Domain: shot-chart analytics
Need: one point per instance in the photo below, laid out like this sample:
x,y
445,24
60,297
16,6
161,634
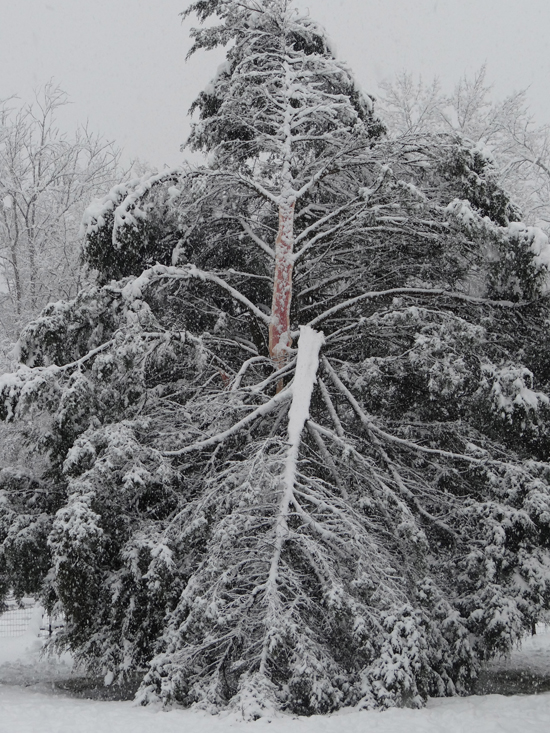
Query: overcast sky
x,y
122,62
______________________________
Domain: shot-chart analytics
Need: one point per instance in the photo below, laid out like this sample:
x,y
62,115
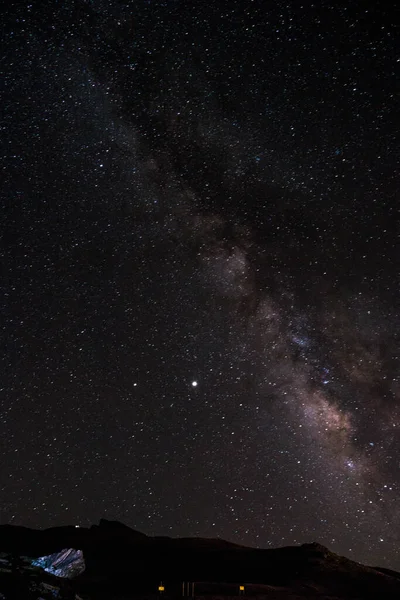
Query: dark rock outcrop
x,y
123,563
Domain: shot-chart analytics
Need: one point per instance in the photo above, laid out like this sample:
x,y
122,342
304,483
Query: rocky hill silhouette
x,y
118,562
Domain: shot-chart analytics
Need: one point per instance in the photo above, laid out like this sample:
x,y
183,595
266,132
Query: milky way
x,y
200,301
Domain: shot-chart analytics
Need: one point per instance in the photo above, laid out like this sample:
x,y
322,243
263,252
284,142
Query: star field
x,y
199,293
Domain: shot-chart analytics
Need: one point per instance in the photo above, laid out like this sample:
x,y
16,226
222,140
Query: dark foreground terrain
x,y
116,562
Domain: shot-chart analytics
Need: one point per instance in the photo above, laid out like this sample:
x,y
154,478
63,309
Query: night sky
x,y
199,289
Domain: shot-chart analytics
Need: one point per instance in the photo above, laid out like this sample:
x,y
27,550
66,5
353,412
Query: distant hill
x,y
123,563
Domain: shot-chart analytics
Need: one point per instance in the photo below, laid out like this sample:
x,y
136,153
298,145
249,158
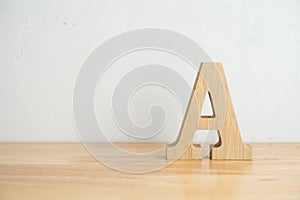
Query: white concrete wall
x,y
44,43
______________________________
→ Problem statement: Please extract every line of the data above that contains the word "hill". Case counts, so match only lines with that exact capitalization.

→ Written answer:
Query: rocky hill silhouette
Query: distant hill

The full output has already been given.